### Excerpted data
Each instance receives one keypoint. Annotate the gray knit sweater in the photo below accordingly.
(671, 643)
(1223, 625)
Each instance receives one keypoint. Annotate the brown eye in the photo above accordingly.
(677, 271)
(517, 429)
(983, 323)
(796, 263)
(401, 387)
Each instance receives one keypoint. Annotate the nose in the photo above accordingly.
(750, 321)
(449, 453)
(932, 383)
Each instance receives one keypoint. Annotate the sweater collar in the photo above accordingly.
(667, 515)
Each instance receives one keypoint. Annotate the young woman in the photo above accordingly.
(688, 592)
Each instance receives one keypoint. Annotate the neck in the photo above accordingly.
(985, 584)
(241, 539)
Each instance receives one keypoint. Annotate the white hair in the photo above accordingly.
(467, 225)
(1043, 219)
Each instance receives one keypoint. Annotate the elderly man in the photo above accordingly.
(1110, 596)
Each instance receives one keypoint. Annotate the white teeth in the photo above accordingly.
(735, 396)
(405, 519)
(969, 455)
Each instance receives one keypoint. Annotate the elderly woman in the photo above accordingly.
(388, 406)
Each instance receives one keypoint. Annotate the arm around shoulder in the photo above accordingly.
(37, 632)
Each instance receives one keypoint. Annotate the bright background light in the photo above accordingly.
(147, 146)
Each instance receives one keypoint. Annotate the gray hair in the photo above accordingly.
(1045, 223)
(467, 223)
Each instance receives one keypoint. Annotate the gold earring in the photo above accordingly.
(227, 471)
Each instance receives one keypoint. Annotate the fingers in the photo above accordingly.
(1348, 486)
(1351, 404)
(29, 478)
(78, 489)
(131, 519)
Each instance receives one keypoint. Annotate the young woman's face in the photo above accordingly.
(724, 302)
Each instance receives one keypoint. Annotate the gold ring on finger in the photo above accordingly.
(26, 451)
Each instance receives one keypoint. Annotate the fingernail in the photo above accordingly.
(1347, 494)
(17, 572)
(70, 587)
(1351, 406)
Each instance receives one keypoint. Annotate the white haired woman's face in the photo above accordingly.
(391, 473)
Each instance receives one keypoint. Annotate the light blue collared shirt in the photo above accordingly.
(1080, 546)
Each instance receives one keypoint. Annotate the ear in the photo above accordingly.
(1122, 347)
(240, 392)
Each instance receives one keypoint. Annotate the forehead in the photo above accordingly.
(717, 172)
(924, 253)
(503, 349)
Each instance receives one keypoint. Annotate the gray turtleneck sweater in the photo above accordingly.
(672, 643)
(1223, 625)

### Exercise instructions
An exact copy of all the records above is the required answer.

### Reply to the task
Each instance receives one keypoint. Annotate the gray knit sweater in the photo below accordingly.
(671, 643)
(1223, 625)
Each instance receives one keypoint. Annotate the brown eye in the photo above accordingly.
(677, 271)
(517, 429)
(983, 323)
(796, 263)
(401, 387)
Each instance receives one keypoint. Annotate the nose in the photo above accordingly.
(750, 321)
(449, 453)
(932, 383)
Each instance receives one keypoint. Annotate the sweater collar in the photo above accordingly.
(667, 515)
Each instance receives one keypoint. Annotate the young woman in the photo above accordingly.
(688, 592)
Each instance receives one keypoint. Annotate the neck in the photo above accordingly.
(985, 584)
(241, 539)
Each instance receives one keypoint. Annotate the white hair in the photo above accordingly.
(467, 225)
(1043, 219)
Each instance receives one keypoint. Annotate the elderly man in the photo above accordingly.
(1110, 596)
Each instance receives one keypoint. Annotate the white teeth in the photo above accordingly.
(735, 396)
(405, 519)
(969, 455)
Each instance receives one keypoint. Annotate the elderly woman in the photo above accordingly.
(388, 406)
Each instance receives one keypoint. Annotate the arm around shoulder in the photo above accordingly.
(37, 632)
Each instance receives one keypoint. Annotate the bright background light in the photo above accordingly.
(147, 146)
Each instance receives one keypoint. Annotate the gray hair in the photo above accordingly.
(1045, 223)
(467, 223)
Each instance receives one keypoint. Annotate the gold earring in the photo above accordingly.
(227, 471)
Each instance receives one keypoint. Annotate the fingers in the photo above accordingly.
(1348, 486)
(1351, 404)
(29, 478)
(78, 489)
(131, 519)
Each instance receives one keypoint. Annotate the young woman's face in the photo above accordingly.
(724, 302)
Each instance receives one keypoint. Annotate the gold ring on finger in the photo above accordingly.
(26, 451)
Each instance receives one keypoint. Annotate the fingernail in the photo above accordingly.
(1347, 494)
(17, 572)
(70, 587)
(1351, 406)
Each instance receives one keypoint. Annotate the white haired woman's face in the photo above accordingly.
(391, 473)
Each instance receives one keypoint. Annotate the light blue collared shirt in the photo above accordingly.
(1080, 546)
Each instance receives one keypoint. Annotate the ear in the photo above accordingly.
(1122, 347)
(240, 392)
Each instance receives one keypoint. Annotate the forehead in the photo above accordingly.
(717, 172)
(924, 253)
(503, 349)
Each instance receives one keypoint. Annotate the gray turtleneck sweater in the photo above accordingly.
(672, 643)
(1223, 625)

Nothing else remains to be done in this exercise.